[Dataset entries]
▬▬▬▬▬▬▬▬▬▬

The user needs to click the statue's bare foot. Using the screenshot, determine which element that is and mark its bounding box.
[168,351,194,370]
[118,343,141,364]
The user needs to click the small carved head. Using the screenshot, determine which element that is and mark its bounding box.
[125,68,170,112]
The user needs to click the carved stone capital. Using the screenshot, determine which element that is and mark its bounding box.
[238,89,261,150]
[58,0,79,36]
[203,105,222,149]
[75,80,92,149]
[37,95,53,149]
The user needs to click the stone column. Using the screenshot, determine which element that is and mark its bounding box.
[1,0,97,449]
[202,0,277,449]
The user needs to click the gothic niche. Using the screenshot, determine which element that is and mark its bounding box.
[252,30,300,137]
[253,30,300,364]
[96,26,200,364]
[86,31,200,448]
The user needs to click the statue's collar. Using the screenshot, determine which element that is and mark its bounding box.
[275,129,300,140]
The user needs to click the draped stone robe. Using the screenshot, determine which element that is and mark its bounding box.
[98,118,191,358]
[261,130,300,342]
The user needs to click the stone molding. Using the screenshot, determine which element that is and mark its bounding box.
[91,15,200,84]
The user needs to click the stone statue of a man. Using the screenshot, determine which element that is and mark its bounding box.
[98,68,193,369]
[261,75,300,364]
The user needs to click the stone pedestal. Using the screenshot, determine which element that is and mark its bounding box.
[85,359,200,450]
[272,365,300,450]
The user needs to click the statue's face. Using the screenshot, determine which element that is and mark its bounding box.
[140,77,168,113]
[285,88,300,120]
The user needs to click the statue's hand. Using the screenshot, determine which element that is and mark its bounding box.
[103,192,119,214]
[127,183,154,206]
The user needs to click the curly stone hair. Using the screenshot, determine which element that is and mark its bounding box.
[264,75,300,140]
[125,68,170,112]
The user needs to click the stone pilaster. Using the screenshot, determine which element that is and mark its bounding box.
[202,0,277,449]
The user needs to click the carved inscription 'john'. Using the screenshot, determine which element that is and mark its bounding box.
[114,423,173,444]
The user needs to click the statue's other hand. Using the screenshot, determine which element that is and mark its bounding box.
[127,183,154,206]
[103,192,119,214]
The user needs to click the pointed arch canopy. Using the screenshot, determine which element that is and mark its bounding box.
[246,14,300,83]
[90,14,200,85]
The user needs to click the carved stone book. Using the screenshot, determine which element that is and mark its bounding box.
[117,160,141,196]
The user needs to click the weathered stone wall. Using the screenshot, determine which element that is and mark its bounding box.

▬▬▬▬▬▬▬▬▬▬

- WHAT IS REQUIRED -
Please format every line of the items above as a Markdown table with the columns "No." and "Item line", leaving out any blank lines.

- RESPONSE BELOW -
| No. | Item line |
|---|---|
| 1 | The user needs to click the statue's bare foot. Using the screenshot, determine which element that is and mark its bounding box. |
| 2 | [168,351,194,370] |
| 3 | [118,343,141,364] |
| 4 | The user needs to click the small carved head. Using the screenshot, determine which element that is and mark its bounding box. |
| 5 | [125,68,170,112] |
| 6 | The user needs to click the carved stone capital. Using the screenshot, determine which element that is and mark its bounding box. |
| 7 | [238,89,261,150] |
| 8 | [58,0,79,36] |
| 9 | [203,105,222,149] |
| 10 | [75,80,92,149] |
| 11 | [37,95,53,149] |
| 12 | The user needs to click the stone column. Using the screenshot, determine which element that is and mark its bounding box. |
| 13 | [1,0,97,449] |
| 14 | [202,0,277,449] |
| 15 | The user needs to click the gothic niche. Using the screenshot, determine which element that is and mark its bounding box. |
| 16 | [252,30,300,137] |
| 17 | [253,30,300,364] |
| 18 | [96,26,200,364] |
| 19 | [86,31,200,448] |
| 20 | The user needs to click the statue's collar. Using the screenshot, determine which element that is and mark its bounding box. |
| 21 | [275,129,300,140] |
| 22 | The user needs to click the draped stone robe. Using the screenshot, determine which element that is and mark its bounding box. |
| 23 | [98,118,191,358] |
| 24 | [261,130,300,342] |
| 25 | The user needs to click the stone molding. Using the screenshot, determine which element that is and mark its bounding box. |
| 26 | [91,15,200,84] |
| 27 | The user needs to click the stone statue of a man. Using the screenshot, determine which element that is and mark its bounding box. |
| 28 | [98,68,193,369] |
| 29 | [261,75,300,364] |
| 30 | The user needs to click the stone pedestal. Using the screenshot, determine which element that is and mark its bounding box. |
| 31 | [85,359,200,450] |
| 32 | [272,365,300,450] |
| 33 | The user needs to click the statue's face. Using the screenshot, determine which element that is and mark its bounding box. |
| 34 | [140,77,168,113] |
| 35 | [285,88,300,120] |
| 36 | The user needs to click the statue's hand. Using the screenshot, determine which element that is and mark its bounding box. |
| 37 | [103,192,119,214] |
| 38 | [127,183,154,206] |
| 39 | The user needs to click the curly stone hair. Using the screenshot, determine which element that is and mark its bounding box. |
| 40 | [264,75,300,140] |
| 41 | [125,68,170,112] |
| 42 | The user needs to click the stone pilaster. Using the screenshot, determine which element that is and mark its bounding box. |
| 43 | [202,0,277,449] |
| 44 | The user needs to click the carved inscription 'john'. Using the screenshot, determine which element that is and mark its bounding box. |
| 45 | [114,423,173,444] |
| 46 | The user needs to click the statue's other hand. Using the screenshot, determine which element that is and mark its bounding box. |
| 47 | [127,183,154,206] |
| 48 | [103,192,119,214] |
| 49 | The user needs to click the pointed arch canopy. Using the screenshot, determine which element that is and mark its bounding box. |
| 50 | [246,14,300,83] |
| 51 | [90,14,200,85] |
| 52 | The user needs to click the carved stone book. Using the screenshot, determine which element that is and mark its bounding box. |
| 53 | [117,160,141,196] |
| 54 | The user needs to click the weathered stone wall. Using the screenshot, determine which element that is and mark its bounding box. |